■ **GIVEN INSTRUCTION**
Retype the whole listing verbatim and keep the pictures out of it.
____ SUPPLIED ENTRIES
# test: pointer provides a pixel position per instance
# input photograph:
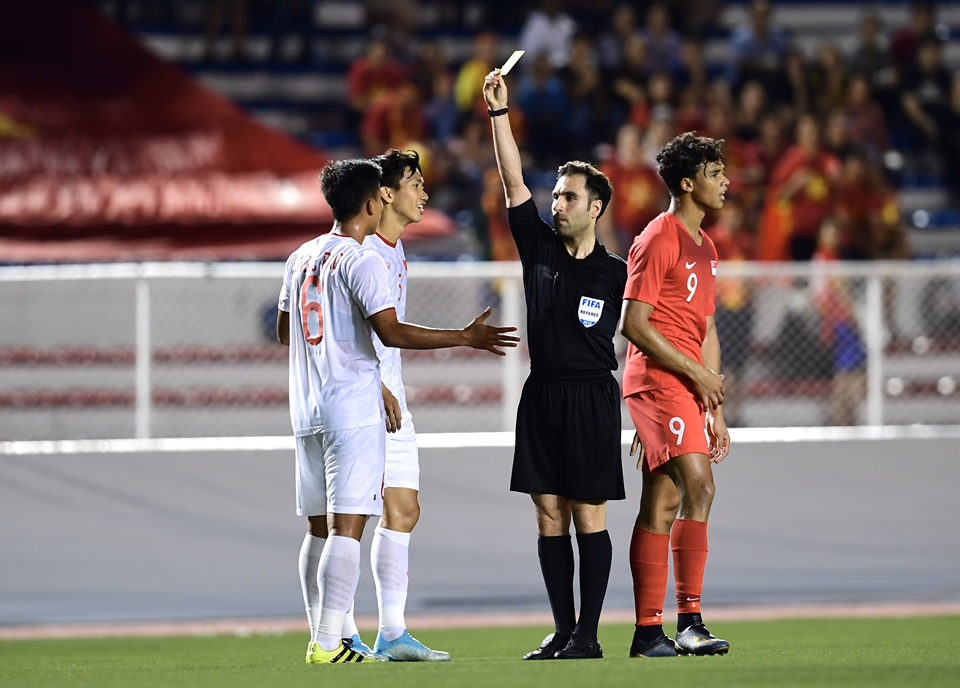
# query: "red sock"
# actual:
(689, 559)
(649, 560)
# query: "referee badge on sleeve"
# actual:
(589, 311)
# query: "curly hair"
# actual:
(686, 155)
(348, 184)
(395, 164)
(598, 185)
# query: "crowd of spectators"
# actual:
(806, 137)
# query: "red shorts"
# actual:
(670, 423)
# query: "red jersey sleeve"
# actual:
(653, 253)
(709, 306)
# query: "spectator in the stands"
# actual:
(611, 43)
(639, 193)
(628, 83)
(657, 135)
(751, 107)
(871, 57)
(770, 144)
(951, 140)
(395, 121)
(663, 43)
(795, 88)
(720, 93)
(292, 16)
(693, 70)
(799, 196)
(837, 137)
(829, 79)
(865, 119)
(839, 331)
(757, 49)
(589, 116)
(469, 85)
(742, 166)
(494, 226)
(544, 103)
(474, 149)
(867, 212)
(926, 90)
(905, 43)
(433, 78)
(549, 30)
(239, 17)
(371, 77)
(659, 103)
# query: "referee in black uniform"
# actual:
(567, 453)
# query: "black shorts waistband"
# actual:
(570, 378)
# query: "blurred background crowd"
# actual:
(826, 123)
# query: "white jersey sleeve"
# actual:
(286, 289)
(391, 373)
(367, 282)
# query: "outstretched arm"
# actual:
(406, 336)
(504, 145)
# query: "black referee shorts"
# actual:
(568, 438)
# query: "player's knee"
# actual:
(317, 526)
(701, 492)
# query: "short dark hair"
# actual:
(348, 184)
(686, 155)
(598, 185)
(395, 163)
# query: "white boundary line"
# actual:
(276, 626)
(460, 440)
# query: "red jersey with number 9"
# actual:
(667, 269)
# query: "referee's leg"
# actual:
(555, 550)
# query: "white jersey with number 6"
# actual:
(331, 285)
(390, 369)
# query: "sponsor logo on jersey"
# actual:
(589, 311)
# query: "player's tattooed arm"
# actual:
(504, 145)
(392, 407)
(637, 328)
(283, 327)
(477, 334)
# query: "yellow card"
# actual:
(508, 65)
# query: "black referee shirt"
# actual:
(573, 305)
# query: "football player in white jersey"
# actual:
(334, 297)
(404, 199)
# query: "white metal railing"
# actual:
(873, 327)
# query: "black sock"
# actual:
(596, 556)
(647, 634)
(556, 565)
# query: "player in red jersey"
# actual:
(674, 392)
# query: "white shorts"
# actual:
(403, 458)
(341, 472)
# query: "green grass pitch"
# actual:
(847, 652)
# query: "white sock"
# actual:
(389, 557)
(309, 566)
(339, 575)
(350, 623)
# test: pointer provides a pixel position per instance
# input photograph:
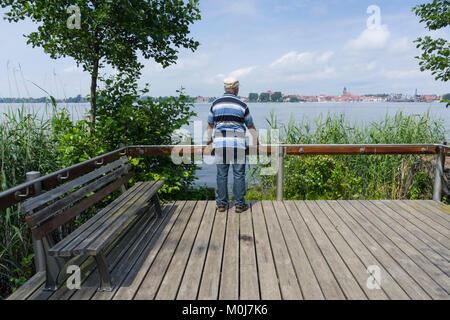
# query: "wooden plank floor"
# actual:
(277, 250)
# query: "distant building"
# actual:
(202, 100)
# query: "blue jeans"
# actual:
(238, 185)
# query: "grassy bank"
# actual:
(349, 176)
(46, 144)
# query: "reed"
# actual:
(349, 176)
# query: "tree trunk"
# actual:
(94, 77)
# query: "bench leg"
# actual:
(155, 201)
(53, 266)
(103, 271)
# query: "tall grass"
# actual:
(27, 143)
(355, 176)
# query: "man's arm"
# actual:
(252, 130)
(209, 130)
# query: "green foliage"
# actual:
(355, 177)
(276, 97)
(319, 177)
(110, 32)
(76, 142)
(435, 52)
(253, 97)
(264, 97)
(124, 118)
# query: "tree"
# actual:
(435, 52)
(253, 97)
(104, 32)
(276, 96)
(264, 97)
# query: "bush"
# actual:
(124, 117)
(351, 176)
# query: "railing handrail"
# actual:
(9, 196)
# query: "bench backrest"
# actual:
(54, 208)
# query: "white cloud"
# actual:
(303, 66)
(239, 73)
(370, 39)
(400, 45)
(73, 69)
(300, 61)
(401, 74)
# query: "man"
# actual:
(229, 117)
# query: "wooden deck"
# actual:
(276, 250)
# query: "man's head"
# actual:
(231, 85)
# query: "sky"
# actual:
(295, 46)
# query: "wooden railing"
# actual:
(28, 189)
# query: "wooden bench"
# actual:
(49, 211)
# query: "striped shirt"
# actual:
(229, 116)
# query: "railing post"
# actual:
(438, 175)
(38, 248)
(280, 170)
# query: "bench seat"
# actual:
(50, 211)
(91, 237)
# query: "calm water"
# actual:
(355, 112)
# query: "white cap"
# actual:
(230, 83)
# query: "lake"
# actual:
(359, 112)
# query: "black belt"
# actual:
(229, 134)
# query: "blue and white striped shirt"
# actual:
(229, 116)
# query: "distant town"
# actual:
(272, 96)
(277, 96)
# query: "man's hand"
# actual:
(252, 130)
(209, 129)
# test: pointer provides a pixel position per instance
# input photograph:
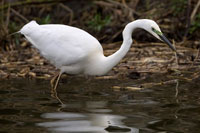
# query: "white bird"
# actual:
(75, 51)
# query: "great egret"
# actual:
(75, 51)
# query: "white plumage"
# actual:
(75, 51)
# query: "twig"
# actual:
(177, 61)
(19, 15)
(197, 56)
(188, 20)
(194, 11)
(177, 84)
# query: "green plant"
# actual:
(97, 23)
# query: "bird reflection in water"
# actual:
(99, 119)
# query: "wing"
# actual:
(64, 45)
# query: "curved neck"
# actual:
(100, 64)
(115, 58)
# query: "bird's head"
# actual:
(28, 28)
(153, 28)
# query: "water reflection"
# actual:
(97, 120)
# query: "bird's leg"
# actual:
(53, 79)
(53, 89)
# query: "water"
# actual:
(95, 107)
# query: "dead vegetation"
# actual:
(105, 20)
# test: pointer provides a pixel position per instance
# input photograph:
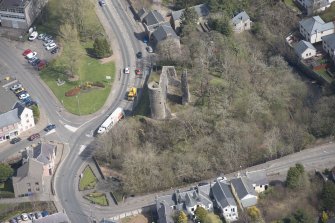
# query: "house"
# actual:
(241, 22)
(328, 44)
(20, 14)
(44, 153)
(224, 200)
(304, 49)
(314, 28)
(244, 192)
(29, 179)
(258, 180)
(152, 20)
(202, 11)
(314, 6)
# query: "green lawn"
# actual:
(97, 198)
(88, 180)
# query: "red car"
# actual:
(138, 71)
(26, 52)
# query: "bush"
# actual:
(72, 92)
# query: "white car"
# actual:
(126, 70)
(15, 87)
(24, 96)
(33, 36)
(51, 46)
(31, 55)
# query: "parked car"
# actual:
(55, 50)
(17, 91)
(47, 42)
(15, 140)
(31, 55)
(33, 36)
(38, 215)
(126, 70)
(51, 46)
(34, 63)
(34, 136)
(24, 217)
(149, 49)
(23, 96)
(26, 52)
(41, 36)
(138, 71)
(139, 55)
(50, 127)
(15, 87)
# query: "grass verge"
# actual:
(97, 198)
(88, 180)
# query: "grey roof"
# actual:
(330, 40)
(54, 218)
(32, 168)
(9, 118)
(42, 152)
(302, 46)
(257, 177)
(316, 24)
(243, 187)
(242, 16)
(8, 100)
(202, 10)
(223, 195)
(153, 17)
(163, 32)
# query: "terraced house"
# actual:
(20, 14)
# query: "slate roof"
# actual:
(163, 32)
(42, 152)
(223, 195)
(257, 177)
(202, 10)
(9, 118)
(243, 187)
(32, 168)
(242, 16)
(302, 46)
(315, 23)
(54, 218)
(153, 17)
(330, 40)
________
■ **SOLUTION FOR THIS TASK**
# test: pointer provides a pixel position per instance
# input photograph:
# query: "red sock"
# actual:
(689, 559)
(649, 560)
# query: "referee badge on sleeve"
# actual:
(589, 311)
# query: "curly hair"
# actual:
(686, 155)
(348, 184)
(395, 164)
(598, 185)
# query: "crowd of spectators"
# actual:
(806, 137)
# query: "red shorts"
# actual:
(670, 423)
# query: "red jersey sleeve"
# actual:
(653, 253)
(709, 306)
# query: "spectator in the stands"
# actual:
(611, 43)
(639, 193)
(628, 83)
(657, 135)
(751, 107)
(871, 57)
(770, 144)
(951, 140)
(395, 121)
(663, 43)
(795, 88)
(720, 93)
(292, 16)
(693, 70)
(799, 196)
(837, 137)
(829, 79)
(865, 119)
(839, 331)
(757, 49)
(589, 116)
(469, 85)
(742, 166)
(494, 226)
(544, 103)
(474, 149)
(867, 212)
(926, 90)
(905, 43)
(433, 78)
(549, 30)
(239, 17)
(371, 77)
(659, 103)
# query: "referee in black uniform"
# actual:
(567, 453)
# query: "black shorts waistband"
# actual:
(570, 378)
# query: "blurred background crowd"
# actual:
(826, 123)
# query: "white jersey sleeve"
# actual:
(286, 289)
(391, 373)
(367, 282)
# query: "outstretched arm"
# actual:
(406, 336)
(504, 145)
# query: "black referee shorts"
# actual:
(568, 438)
# query: "player's knee"
# actual:
(317, 526)
(701, 492)
# query: "short dark hair"
# actual:
(348, 184)
(686, 155)
(598, 185)
(395, 163)
# query: "white boundary line"
# actual:
(276, 626)
(460, 440)
# query: "red jersey with number 9"
# actual:
(667, 269)
# query: "referee's leg"
# actual:
(555, 550)
# query: "white jersey with number 6"
# actual:
(331, 285)
(390, 369)
# query: "sponsor logo on jersey"
# actual:
(589, 311)
# query: "player's tattooed arm"
# actual:
(504, 145)
(392, 407)
(637, 328)
(283, 327)
(477, 334)
# query: "yellow card"
# actual:
(508, 65)
# query: "black referee shirt"
# actual:
(573, 305)
# query: "football player in white jersey"
# actual:
(334, 297)
(404, 199)
# query: "white metal railing"
# actual:
(873, 327)
# query: "black sock"
# actual:
(596, 556)
(647, 634)
(556, 565)
# query: "player in red jersey"
# actual:
(674, 392)
# query: "white shorts"
# actual:
(403, 458)
(341, 472)
# query: "green grass pitch"
# actual:
(847, 652)
# query: "white sock"
# actual:
(389, 557)
(309, 566)
(339, 575)
(350, 623)
# test: pointer provides a pixel position per instance
# input photograph:
# query: "wooden plank floor"
# actual:
(277, 250)
# query: "distant building"
# actual:
(202, 100)
# query: "blue jeans"
# actual:
(238, 185)
# query: "grassy bank"
# actual:
(349, 176)
(46, 144)
# query: "reed"
# actual:
(349, 176)
# query: "tree trunk"
# actual:
(94, 77)
# query: "bench leg"
# actual:
(155, 201)
(53, 266)
(103, 271)
# query: "tall grass"
# actual:
(27, 143)
(355, 176)
# query: "man's arm"
# actual:
(252, 130)
(209, 130)
# query: "green foliage"
# actual:
(355, 177)
(276, 97)
(319, 177)
(110, 32)
(76, 142)
(435, 52)
(253, 97)
(264, 97)
(124, 118)
# query: "tree"
# actual:
(435, 52)
(253, 97)
(104, 32)
(276, 96)
(264, 97)
# query: "bush"
# actual:
(124, 117)
(351, 176)
# query: "railing handrail"
# actual:
(9, 196)
# query: "bench backrest"
# actual:
(54, 208)
# query: "white cloud"
# actual:
(303, 66)
(239, 73)
(370, 39)
(400, 45)
(73, 69)
(300, 61)
(401, 74)
# query: "man"
# actual:
(229, 117)
# query: "wooden deck"
# actual:
(276, 250)
# query: "man's head"
# actual:
(231, 85)
# query: "sky"
# actual:
(295, 46)
# query: "wooden railing"
# actual:
(28, 189)
# query: "wooden bench"
# actual:
(49, 211)
# query: "striped shirt"
# actual:
(229, 116)
# query: "railing post"
# actual:
(438, 175)
(38, 248)
(280, 170)
# query: "bench seat"
# actual:
(50, 211)
(91, 237)
# query: "calm water"
# actual:
(355, 112)
# query: "white cap"
# actual:
(230, 83)
# query: "lake"
# actual:
(359, 112)
# query: "black belt"
# actual:
(229, 134)
# query: "blue and white striped shirt"
# actual:
(229, 116)
# query: "distant town"
# actual:
(272, 96)
(277, 96)
# query: "man's hand"
# actual:
(252, 130)
(209, 129)
# test: pointer provides a pixel position per instance
# input photograph:
# query: "white bird"
# actual:
(75, 51)
# query: "great egret"
# actual:
(75, 51)
# query: "white plumage"
# actual:
(75, 51)
# query: "twig"
# actual:
(177, 61)
(19, 15)
(197, 56)
(188, 20)
(194, 11)
(177, 84)
# query: "green plant"
# actual:
(97, 23)
# query: "bird reflection in water"
# actual:
(99, 119)
# query: "wing"
# actual:
(64, 45)
# query: "curved neck"
# actual:
(100, 64)
(115, 58)
# query: "bird's head"
# actual:
(28, 28)
(153, 28)
# query: "water reflection"
# actual:
(97, 120)
# query: "bird's leg"
# actual:
(53, 79)
(53, 89)
# query: "water"
# actual:
(95, 107)
# query: "dead vegetation"
# actual:
(105, 20)
# test: pointer provides a pixel position per instance
# input photograph:
# query: "house"
# actual:
(241, 22)
(328, 44)
(20, 14)
(44, 153)
(224, 200)
(304, 49)
(314, 28)
(244, 192)
(29, 179)
(258, 180)
(152, 20)
(202, 11)
(314, 6)
# query: "green lawn"
# actual:
(97, 198)
(88, 180)
# query: "red car"
# actual:
(138, 71)
(26, 52)
# query: "bush"
# actual:
(72, 92)
# query: "white car"
# actual:
(126, 70)
(15, 87)
(24, 96)
(33, 36)
(51, 46)
(31, 55)
# query: "parked car"
# actual:
(55, 50)
(17, 91)
(47, 42)
(15, 140)
(31, 55)
(33, 36)
(38, 215)
(126, 70)
(51, 46)
(34, 63)
(34, 136)
(24, 217)
(149, 49)
(23, 96)
(26, 52)
(41, 36)
(138, 71)
(139, 55)
(50, 127)
(15, 87)
# query: "grass verge"
# actual:
(97, 198)
(88, 180)
# query: "grey roof"
# actual:
(330, 40)
(54, 218)
(32, 168)
(9, 118)
(42, 152)
(302, 46)
(257, 177)
(316, 24)
(243, 187)
(242, 16)
(8, 100)
(202, 10)
(223, 195)
(153, 17)
(163, 32)
# query: "terraced house"
# actual:
(20, 14)
# query: "slate roof"
# actual:
(163, 32)
(42, 152)
(223, 195)
(257, 177)
(202, 10)
(9, 118)
(243, 187)
(32, 168)
(242, 16)
(302, 46)
(315, 23)
(54, 218)
(153, 17)
(330, 40)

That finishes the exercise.